-- DATA EXTRACTS follows --
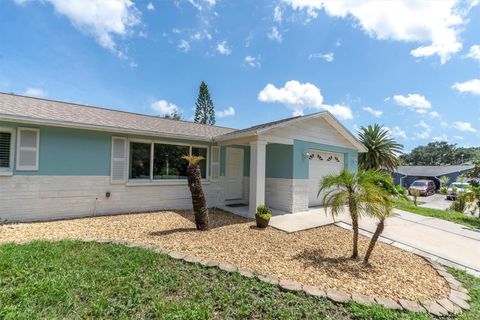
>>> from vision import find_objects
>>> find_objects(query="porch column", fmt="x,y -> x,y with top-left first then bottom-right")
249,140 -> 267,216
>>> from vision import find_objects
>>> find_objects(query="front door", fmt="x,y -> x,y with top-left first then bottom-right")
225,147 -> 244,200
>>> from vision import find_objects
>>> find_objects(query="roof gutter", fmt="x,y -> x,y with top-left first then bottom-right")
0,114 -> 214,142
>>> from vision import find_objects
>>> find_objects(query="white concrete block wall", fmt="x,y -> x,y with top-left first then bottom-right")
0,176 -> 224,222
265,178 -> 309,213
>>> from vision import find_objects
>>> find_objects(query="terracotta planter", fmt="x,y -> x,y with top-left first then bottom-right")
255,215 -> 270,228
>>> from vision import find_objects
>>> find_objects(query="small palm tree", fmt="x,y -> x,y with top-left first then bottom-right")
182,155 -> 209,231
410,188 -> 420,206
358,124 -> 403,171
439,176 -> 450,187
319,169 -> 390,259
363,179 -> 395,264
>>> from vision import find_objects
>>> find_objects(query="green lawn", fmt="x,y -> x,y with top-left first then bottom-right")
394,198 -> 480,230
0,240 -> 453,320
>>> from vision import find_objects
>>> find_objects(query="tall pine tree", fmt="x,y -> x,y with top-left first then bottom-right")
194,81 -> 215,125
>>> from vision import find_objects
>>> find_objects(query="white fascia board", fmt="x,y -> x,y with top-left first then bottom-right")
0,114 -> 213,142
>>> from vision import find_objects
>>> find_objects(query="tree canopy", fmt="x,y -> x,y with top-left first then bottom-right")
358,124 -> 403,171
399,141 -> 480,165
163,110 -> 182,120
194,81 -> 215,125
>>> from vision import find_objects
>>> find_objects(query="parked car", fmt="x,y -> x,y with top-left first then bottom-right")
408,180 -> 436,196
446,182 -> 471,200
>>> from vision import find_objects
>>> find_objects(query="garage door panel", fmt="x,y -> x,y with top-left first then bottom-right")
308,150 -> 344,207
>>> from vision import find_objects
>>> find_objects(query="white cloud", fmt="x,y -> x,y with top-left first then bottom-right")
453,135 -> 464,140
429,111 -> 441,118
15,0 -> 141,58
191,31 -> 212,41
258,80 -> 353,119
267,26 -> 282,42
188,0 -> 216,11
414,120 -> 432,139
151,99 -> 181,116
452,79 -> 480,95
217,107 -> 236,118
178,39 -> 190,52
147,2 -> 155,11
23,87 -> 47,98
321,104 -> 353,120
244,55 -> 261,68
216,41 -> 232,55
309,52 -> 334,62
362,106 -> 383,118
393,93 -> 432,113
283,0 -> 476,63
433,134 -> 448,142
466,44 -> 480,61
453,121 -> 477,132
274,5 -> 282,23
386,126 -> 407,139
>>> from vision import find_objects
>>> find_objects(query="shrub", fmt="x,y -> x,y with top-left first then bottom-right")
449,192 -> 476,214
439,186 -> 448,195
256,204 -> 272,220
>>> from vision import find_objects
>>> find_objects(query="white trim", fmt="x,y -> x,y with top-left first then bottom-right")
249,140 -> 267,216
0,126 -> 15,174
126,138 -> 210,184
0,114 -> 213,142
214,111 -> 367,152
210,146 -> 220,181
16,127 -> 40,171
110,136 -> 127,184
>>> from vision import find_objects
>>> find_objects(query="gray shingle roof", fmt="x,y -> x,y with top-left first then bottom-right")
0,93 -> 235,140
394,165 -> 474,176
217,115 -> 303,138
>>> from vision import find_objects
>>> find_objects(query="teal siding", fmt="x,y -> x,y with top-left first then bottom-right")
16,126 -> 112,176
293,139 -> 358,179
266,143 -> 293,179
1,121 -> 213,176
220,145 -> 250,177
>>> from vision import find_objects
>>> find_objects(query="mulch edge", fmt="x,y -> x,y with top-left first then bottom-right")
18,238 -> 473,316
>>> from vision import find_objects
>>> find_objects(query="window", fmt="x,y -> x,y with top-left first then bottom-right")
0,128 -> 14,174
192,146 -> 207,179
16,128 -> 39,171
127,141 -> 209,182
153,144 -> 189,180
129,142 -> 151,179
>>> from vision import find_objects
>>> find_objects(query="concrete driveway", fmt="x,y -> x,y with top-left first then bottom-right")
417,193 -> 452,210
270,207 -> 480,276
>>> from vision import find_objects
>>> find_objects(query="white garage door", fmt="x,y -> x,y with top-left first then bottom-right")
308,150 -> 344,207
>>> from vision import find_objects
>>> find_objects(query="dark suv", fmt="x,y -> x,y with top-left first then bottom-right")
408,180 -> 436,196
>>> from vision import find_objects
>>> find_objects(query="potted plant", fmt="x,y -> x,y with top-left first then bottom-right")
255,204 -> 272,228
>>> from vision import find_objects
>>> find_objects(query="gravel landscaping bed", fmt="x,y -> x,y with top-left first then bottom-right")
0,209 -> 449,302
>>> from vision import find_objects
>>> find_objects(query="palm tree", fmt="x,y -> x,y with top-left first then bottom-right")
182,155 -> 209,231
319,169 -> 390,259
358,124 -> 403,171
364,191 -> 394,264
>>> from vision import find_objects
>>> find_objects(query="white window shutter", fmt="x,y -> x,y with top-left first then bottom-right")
-- DATA EXTRACTS concluded --
WHAT THE TASK ASKS: All of the data is to be reproduced exactly, with the pictures left out.

SOLUTION FOR THIS PROBLEM:
>>> from vision import find_objects
>>> find_objects(query="porch column", fmt="x,y -> x,y with top-left first then bottom-right")
249,140 -> 267,216
>>> from vision import find_objects
>>> find_objects(query="front door", fmt="x,y -> x,y with top-left first then bottom-right")
225,147 -> 244,200
>>> from vision import find_objects
>>> find_objects(query="roof gutter", fmt="x,y -> x,y with top-left first then bottom-right")
0,114 -> 214,142
>>> from vision import find_objects
>>> find_objects(query="white concrete block wall", fmt="x,y -> x,y with top-left first then bottom-right")
0,176 -> 224,222
265,178 -> 309,213
>>> from vision import find_objects
>>> find_objects(query="terracotta planter", fmt="x,y -> x,y with top-left first then bottom-right")
255,215 -> 270,228
>>> from vision import find_objects
>>> find_objects(query="small palm tree", fmt="x,y -> x,y with top-left first then bottom-right")
182,155 -> 209,231
410,188 -> 420,206
358,124 -> 403,171
439,176 -> 450,187
319,169 -> 390,259
363,179 -> 395,264
>>> from vision import find_objects
>>> find_objects(query="green lawn", fmt="x,y -> x,y with top-left first then bottom-right")
394,198 -> 480,230
0,240 -> 453,320
>>> from vision import find_objects
>>> find_objects(query="tall pine tree", fmt="x,y -> x,y with top-left first then bottom-right")
194,81 -> 215,125
>>> from vision import find_objects
>>> find_objects(query="white fascia board", fmt="x,y -> x,y with top-left first then bottom-right")
0,114 -> 213,142
>>> from vision import find_objects
>>> find_objects(query="tree canopy", fmt="x,y -> x,y with top-left first then bottom-right")
358,124 -> 403,171
399,141 -> 480,165
163,110 -> 182,120
194,81 -> 215,125
>>> from vision import find_objects
>>> find_objects(query="parked car", fmt="x,y -> x,y with top-left first then bottom-right")
408,180 -> 436,196
446,182 -> 471,200
>>> from vision import find_objects
>>> find_objects(query="garage door panel", fmt="x,y -> x,y with top-left first then bottom-right")
308,150 -> 344,207
>>> from vision import find_objects
>>> find_objects(query="white cloud", fmt="x,y -> x,y with top-left first then bottom-right")
453,135 -> 464,140
429,111 -> 441,118
15,0 -> 141,58
191,31 -> 212,41
258,80 -> 353,119
267,26 -> 282,42
188,0 -> 216,11
414,120 -> 432,139
151,99 -> 181,116
452,79 -> 480,95
217,107 -> 236,118
178,39 -> 190,52
147,2 -> 155,11
23,87 -> 47,98
321,104 -> 353,120
244,55 -> 261,68
216,41 -> 232,55
309,52 -> 334,62
362,106 -> 383,118
393,93 -> 432,113
283,0 -> 476,63
433,134 -> 448,142
466,44 -> 480,61
453,121 -> 477,132
274,5 -> 282,23
386,126 -> 407,139
>>> from vision import find_objects
>>> find_objects(query="shrub", fmt="x,y -> x,y with top-left first then bottom-right")
449,192 -> 476,214
439,186 -> 448,195
256,204 -> 272,220
>>> from vision import find_objects
>>> find_objects(query="white trim", fmt="x,y -> x,y with top-left first then bottom-right")
249,140 -> 267,216
0,126 -> 15,174
126,138 -> 210,184
0,114 -> 213,142
214,111 -> 367,152
210,146 -> 220,181
16,127 -> 40,171
110,136 -> 127,184
>>> from vision import find_objects
>>> find_objects(query="gray shingle roof", fmt="x,y -> x,y with top-left first then bottom-right")
0,93 -> 235,140
394,165 -> 474,176
217,115 -> 303,138
>>> from vision import find_objects
>>> find_objects(query="teal siding", fmt="x,y -> x,y with top-left first then bottom-right")
16,126 -> 112,176
293,139 -> 358,179
266,143 -> 293,179
1,121 -> 213,176
220,145 -> 250,177
>>> from vision import find_objects
>>> find_objects(query="mulch edge", fmt="x,y -> x,y with top-left first then bottom-right")
18,238 -> 473,316
>>> from vision import find_objects
>>> find_objects(query="window", fmt="x,y -> x,y with top-left first then bottom-right")
0,128 -> 14,174
192,146 -> 207,179
16,128 -> 39,171
127,141 -> 209,182
153,144 -> 189,180
129,142 -> 151,179
>>> from vision import find_objects
>>> find_objects(query="concrete driveway", fmt="x,y -> x,y with top-left first then bottom-right")
417,193 -> 452,210
270,207 -> 480,276
>>> from vision import find_objects
>>> find_objects(query="white garage door", fmt="x,y -> x,y with top-left first then bottom-right")
308,150 -> 344,207
>>> from vision import find_objects
>>> find_objects(query="dark suv", fmt="x,y -> x,y with top-left first then bottom-right")
408,180 -> 436,196
>>> from vision import find_objects
>>> find_objects(query="potted plant", fmt="x,y -> x,y with top-left first then bottom-right")
255,204 -> 272,228
>>> from vision import find_objects
>>> find_objects(query="gravel landscaping bed", fmt="x,y -> x,y with top-left first then bottom-right")
0,209 -> 449,302
>>> from vision import find_objects
>>> find_objects(query="palm tree", fmt="x,y -> x,y with top-left first then bottom-right")
182,155 -> 209,231
319,169 -> 390,259
358,124 -> 403,171
364,191 -> 394,264
>>> from vision import find_objects
>>> find_objects(query="white window shutter", fmt="x,y -> x,y with top-left first then bottom-right")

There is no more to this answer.